1.set constraints of master and slave tables to no validate (disable constraints).
2.create empty clone non partitioned tables with relevant indexes in place.
3.set constraints of clone tables to a non validate state (disable constraints)
4. exchange each child partition with empty clone table including indexes but without validation
5.exchange parent partition with corresponding empty clone table.

-- disable constraints of partitioned tables
alter table CHILD_TABLE disable constraint Child_Fk;
alter table PARENT_TABLE disable constraint Parent_Pk;

-- create empty clone non partitioned tables
create table PARENT_TABLE_CLONE as select * from PARENT_TABLE where 1 = 2;
create table CHILD_TABLE_CLONE as select * from CHILD_TABLE where 1 = 2;

-- create indexes and constraints of empty clone non partitioned tables
ALTER TABLE CHILD_TABLE_CLONE ADD (
CONSTRAINT CHILD_FK_01_clone FOREIGN KEY (mast_ide, mast_dat_part)
REFERENCES PARENT_TABLE_CLONE (IDE,DAT_PART));

CREATE UNIQUE INDEX PK_MAST_CLONE ON PARENT_TABLE_CLONE
(IDE, DAT_PART);

ALTER TABLE PARENT_TABLE_CLONE ADD (
CONSTRAINT PK_MAST_CLONE PRIMARY KEY (IDE, DAT_PART)

▸ Challenge 1: In the page excerpt, which constraint is disabled on CHILD_TABLE?

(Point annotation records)
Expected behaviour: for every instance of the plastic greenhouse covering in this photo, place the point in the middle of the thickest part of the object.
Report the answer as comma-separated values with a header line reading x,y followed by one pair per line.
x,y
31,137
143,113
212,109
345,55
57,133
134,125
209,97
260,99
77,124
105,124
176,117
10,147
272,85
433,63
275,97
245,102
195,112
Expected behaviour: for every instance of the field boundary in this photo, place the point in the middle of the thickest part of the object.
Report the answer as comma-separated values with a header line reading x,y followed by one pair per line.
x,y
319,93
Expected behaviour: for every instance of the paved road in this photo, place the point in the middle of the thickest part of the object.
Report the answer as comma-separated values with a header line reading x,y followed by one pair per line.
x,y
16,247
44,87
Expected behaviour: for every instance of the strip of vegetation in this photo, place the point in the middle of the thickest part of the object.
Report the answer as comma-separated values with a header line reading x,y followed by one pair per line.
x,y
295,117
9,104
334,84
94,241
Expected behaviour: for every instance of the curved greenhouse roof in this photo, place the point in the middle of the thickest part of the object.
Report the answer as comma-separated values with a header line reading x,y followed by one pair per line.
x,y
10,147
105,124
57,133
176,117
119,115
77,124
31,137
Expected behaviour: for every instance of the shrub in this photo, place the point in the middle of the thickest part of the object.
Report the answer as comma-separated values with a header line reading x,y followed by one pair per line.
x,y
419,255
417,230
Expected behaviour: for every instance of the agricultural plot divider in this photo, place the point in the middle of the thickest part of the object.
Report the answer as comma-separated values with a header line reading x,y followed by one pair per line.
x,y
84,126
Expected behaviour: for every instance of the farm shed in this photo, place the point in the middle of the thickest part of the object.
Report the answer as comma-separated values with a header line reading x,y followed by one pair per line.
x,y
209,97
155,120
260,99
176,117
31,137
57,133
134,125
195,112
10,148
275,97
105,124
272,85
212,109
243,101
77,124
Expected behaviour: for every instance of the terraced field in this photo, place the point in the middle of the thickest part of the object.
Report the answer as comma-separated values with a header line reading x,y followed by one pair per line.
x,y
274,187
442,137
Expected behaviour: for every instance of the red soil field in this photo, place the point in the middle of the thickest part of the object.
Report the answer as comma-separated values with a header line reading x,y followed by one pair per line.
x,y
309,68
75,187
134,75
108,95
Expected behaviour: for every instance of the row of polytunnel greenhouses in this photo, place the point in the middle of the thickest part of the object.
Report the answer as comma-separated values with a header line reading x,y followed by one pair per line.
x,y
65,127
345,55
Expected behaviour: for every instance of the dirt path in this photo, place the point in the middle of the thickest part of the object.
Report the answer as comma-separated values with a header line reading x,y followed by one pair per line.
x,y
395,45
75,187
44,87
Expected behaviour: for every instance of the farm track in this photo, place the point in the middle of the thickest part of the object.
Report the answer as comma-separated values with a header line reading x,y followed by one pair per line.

▸ Challenge 2: Give again, unchanged, the lines of the listing from the line that contains "Expected behaviour: for every instance of the farm track" through the end of the listing.

▸ Task result 1: Child_Fk

▸ Task result 2:
Expected behaviour: for every instance of the farm track in this photo, place the point in the middle of the thickest part of the object.
Report the answer as comma-separated values with a header line reading x,y followed by one pair per line.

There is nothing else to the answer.